> **PROBLEMS**:
(a) Copy the forum post about female racing drivers word for word, from "There is clearly" up to and including "form of bias.".
(b) In the forum post about female racing drivers, how many times was Noda taken out by different male drivers last year?

Post by Alienturnedhuman »

tootsie323 wrote:
Wed Jun 23, 2021 10:24 am
Battle Far wrote:
Tue Jun 22, 2021 3:01 pm
Having seen that I have to say I'm disgusted with the decision, last year Noda was taken out 3 times by different male drivers, twice while leading. In the recent Italian F4 race Al Qubaisi was taken out by three different male drivers in all 3 races. In other races the intimidatory tactics employed by male drivers against females are wholly transparent.

There is clearly a culture of driving far more agressively against females, probably something to with 'small dyck syndrome'

It's almost as if there's a Dad on the side of the ̶p̶i̶t̶c̶h̶ track screaming at his child "you can't be beaten by a woman".

Female drivers need protection from the stewards not punishment, shame on them for being just as prejudiced as those on track.
I was a bit reluctant to say what I was thinking but that sums up my thoughts pretty well. Reading posts about female drivers being bundled off with apparently no sanction to the perpetrators then reading about a female bundling someone off and being DQ'd.
It does smell a bit of some form of bias.
Also, the fact that Emerson Fittipaldi was clearly kicking up a stink about it would probably also have a huge influence over the decision. While Noda's father is also ex F1, his name carries barely a fraction of the weight of a 2x WDC.

> **EXTRACTED INFORMATION**:
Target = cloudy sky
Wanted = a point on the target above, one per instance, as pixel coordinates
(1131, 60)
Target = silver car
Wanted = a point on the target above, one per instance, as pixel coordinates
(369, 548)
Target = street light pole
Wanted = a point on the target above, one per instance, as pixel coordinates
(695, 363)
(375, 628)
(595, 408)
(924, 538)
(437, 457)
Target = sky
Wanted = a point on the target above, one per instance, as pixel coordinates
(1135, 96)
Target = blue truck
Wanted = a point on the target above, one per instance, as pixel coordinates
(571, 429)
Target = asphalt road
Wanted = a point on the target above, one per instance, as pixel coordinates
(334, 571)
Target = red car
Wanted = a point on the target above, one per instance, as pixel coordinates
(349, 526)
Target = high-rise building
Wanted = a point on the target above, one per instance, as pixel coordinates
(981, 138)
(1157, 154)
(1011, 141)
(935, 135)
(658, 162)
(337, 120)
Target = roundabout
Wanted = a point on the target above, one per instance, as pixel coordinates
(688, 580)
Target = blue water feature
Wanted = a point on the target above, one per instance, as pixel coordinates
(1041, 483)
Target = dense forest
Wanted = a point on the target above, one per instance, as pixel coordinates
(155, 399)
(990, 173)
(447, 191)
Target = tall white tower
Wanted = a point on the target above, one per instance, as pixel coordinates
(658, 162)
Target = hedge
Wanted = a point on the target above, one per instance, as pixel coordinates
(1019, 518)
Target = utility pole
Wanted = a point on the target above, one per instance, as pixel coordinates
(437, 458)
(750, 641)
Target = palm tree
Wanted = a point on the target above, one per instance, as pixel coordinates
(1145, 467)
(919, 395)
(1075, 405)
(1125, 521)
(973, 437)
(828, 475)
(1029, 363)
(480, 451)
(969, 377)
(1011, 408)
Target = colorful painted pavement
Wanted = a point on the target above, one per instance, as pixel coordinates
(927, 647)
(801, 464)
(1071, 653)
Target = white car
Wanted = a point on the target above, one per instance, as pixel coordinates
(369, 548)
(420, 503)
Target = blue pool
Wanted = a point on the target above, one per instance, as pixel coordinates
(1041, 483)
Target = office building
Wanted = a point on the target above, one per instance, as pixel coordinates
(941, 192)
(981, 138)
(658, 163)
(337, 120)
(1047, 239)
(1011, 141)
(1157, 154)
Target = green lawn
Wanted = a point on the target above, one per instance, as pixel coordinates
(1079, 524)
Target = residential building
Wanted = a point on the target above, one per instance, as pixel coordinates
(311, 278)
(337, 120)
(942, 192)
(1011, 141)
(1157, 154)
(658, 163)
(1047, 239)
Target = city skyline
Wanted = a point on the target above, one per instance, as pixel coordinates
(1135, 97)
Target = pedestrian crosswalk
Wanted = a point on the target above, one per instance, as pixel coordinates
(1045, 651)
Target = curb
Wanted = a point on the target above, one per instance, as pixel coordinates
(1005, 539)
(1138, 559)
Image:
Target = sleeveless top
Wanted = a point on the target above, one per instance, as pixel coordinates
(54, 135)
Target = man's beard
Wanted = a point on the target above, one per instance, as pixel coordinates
==
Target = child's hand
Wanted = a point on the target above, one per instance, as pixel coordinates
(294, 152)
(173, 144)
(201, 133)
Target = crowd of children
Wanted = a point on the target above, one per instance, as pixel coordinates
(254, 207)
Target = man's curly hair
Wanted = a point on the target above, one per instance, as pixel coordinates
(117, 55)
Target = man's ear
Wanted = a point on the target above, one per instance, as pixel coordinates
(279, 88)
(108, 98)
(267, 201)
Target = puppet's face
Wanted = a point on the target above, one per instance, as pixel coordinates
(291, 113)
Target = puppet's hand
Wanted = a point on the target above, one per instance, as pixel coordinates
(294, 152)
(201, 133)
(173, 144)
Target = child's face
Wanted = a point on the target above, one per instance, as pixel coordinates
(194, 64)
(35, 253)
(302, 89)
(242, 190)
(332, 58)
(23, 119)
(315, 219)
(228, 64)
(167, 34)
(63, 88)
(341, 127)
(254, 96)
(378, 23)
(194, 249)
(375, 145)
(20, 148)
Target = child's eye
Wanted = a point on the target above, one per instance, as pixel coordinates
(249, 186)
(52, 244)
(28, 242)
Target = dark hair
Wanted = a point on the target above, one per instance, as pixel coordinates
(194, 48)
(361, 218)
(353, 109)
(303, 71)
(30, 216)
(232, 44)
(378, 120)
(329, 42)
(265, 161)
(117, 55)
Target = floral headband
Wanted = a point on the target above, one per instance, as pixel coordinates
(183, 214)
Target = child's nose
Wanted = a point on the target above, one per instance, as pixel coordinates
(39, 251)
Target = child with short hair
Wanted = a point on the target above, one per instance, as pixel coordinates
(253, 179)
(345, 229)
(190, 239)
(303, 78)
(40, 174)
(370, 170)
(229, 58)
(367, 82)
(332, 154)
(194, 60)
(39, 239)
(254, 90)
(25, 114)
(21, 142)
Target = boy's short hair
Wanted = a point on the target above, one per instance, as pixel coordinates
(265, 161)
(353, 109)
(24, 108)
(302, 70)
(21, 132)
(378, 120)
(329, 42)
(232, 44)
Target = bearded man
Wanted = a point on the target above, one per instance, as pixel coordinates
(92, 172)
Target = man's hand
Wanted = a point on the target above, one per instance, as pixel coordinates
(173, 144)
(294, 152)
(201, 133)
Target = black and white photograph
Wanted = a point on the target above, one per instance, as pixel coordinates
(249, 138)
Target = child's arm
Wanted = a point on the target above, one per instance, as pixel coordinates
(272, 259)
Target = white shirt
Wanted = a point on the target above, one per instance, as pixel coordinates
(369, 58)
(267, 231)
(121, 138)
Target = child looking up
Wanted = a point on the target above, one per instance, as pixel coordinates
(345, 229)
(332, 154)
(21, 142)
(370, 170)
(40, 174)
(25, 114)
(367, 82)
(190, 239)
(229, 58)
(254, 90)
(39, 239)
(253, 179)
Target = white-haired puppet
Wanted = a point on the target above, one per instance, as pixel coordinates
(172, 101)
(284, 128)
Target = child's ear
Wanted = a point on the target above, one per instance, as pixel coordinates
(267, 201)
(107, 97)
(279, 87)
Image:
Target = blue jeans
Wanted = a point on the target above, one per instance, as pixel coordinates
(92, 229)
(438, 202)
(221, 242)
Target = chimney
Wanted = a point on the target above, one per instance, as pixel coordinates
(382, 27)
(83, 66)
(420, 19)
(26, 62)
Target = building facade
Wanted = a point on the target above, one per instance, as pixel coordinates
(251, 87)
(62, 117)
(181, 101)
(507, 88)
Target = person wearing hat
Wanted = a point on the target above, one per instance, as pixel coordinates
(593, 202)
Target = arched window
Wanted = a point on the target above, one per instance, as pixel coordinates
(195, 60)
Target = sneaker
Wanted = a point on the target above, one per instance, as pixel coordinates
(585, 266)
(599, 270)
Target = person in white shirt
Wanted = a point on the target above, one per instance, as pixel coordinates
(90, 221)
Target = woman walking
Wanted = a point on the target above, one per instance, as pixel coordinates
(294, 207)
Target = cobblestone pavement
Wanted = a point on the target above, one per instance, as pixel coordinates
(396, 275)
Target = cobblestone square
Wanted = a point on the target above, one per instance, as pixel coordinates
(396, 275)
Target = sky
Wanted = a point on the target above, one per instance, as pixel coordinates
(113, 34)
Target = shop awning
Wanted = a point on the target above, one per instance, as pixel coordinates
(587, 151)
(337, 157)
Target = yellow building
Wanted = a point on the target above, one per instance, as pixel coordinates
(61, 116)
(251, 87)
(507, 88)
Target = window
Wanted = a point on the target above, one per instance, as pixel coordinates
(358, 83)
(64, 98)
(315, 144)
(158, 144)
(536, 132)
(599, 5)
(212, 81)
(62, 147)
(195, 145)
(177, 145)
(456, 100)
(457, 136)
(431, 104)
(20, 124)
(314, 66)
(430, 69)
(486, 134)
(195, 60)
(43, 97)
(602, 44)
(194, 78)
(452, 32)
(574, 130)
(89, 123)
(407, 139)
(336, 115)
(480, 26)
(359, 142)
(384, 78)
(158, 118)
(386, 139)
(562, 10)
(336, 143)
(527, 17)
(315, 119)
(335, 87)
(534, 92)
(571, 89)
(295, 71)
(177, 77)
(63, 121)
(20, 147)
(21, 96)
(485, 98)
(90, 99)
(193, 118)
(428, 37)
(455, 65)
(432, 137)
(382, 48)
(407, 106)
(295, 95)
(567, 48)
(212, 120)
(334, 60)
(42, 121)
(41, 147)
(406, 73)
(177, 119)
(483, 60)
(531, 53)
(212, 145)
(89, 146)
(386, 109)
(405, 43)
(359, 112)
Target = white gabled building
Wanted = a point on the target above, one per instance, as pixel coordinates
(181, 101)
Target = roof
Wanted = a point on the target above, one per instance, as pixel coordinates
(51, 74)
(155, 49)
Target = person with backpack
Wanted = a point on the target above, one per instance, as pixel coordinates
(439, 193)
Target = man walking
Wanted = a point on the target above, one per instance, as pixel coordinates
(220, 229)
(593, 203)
---
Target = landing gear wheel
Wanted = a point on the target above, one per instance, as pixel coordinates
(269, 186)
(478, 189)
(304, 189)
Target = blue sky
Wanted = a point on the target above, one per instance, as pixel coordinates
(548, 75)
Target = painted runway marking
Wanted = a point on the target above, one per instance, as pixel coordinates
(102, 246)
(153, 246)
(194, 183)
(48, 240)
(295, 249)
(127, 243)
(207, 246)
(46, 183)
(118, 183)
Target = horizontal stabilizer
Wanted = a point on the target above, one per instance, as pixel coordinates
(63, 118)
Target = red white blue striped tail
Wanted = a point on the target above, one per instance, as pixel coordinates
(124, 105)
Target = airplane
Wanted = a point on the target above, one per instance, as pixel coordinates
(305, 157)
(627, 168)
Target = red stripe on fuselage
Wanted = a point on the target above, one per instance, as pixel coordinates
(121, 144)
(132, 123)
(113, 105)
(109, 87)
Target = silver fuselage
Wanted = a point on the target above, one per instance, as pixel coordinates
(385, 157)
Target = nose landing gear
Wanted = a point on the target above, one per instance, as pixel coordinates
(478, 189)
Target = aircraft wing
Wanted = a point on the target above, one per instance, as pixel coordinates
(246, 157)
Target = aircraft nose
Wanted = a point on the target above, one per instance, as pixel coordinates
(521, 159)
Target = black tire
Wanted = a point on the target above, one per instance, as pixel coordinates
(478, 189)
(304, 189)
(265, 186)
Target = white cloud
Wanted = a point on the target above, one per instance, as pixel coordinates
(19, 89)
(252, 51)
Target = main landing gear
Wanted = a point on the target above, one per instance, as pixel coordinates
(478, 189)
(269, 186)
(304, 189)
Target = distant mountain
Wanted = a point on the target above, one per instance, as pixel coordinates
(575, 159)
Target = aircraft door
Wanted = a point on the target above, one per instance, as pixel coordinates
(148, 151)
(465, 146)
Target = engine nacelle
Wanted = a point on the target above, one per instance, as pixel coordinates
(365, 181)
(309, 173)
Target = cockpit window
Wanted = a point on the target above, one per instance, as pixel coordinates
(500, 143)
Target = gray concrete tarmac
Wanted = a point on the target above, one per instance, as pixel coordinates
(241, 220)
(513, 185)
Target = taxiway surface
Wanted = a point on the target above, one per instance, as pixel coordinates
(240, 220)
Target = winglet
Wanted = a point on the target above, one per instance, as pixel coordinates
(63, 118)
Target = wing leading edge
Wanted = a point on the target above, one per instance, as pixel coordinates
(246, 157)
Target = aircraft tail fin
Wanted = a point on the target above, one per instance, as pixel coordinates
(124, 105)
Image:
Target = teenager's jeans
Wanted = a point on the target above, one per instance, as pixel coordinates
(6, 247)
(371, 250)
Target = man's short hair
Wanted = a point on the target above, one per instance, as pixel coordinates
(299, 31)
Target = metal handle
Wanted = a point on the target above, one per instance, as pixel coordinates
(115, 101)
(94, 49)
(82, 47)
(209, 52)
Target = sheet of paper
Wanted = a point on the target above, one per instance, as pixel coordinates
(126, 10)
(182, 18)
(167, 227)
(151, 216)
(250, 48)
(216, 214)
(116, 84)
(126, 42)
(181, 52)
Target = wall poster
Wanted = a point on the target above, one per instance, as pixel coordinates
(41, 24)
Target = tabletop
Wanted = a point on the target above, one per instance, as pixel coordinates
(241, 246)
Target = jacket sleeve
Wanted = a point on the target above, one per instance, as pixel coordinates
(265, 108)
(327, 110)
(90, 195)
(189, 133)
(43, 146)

> **RESPONSES FOR EACH TASK**:
(a)
There is clearly a culture of driving far more agressively against females, probably something to with 'small dyck syndrome'

It's almost as if there's a Dad on the side of the ̶p̶i̶t̶c̶h̶ track screaming at his child "you can't be beaten by a woman".

Female drivers need protection from the stewards not punishment, shame on them for being just as prejudiced as those on track.
I was a bit reluctant to say what I was thinking but that sums up my thoughts pretty well. Reading posts about female drivers being bundled off with apparently no sanction to the perpetrators then reading about a female bundling someone off and being DQ'd.
It does smell a bit of some form of bias.

(b) Three times, twice while leading.